Reproduce the listing with "green grass blade" replaced by "blade of green grass", keeping every other character unchanged.
----
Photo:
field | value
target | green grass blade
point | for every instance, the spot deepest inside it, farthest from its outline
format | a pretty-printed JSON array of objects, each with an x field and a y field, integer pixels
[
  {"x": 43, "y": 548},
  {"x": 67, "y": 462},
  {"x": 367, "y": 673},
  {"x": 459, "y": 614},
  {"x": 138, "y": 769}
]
----
→ RESPONSE TO THIS EXERCISE
Photo:
field | value
target | blade of green grass
point | for every instance, the spot deepest inside it, farthest from its outline
format | a pretty-printed JSON array of objects, each with an x field and a y field, integer pixels
[
  {"x": 43, "y": 548},
  {"x": 67, "y": 462},
  {"x": 367, "y": 673},
  {"x": 459, "y": 614},
  {"x": 138, "y": 769}
]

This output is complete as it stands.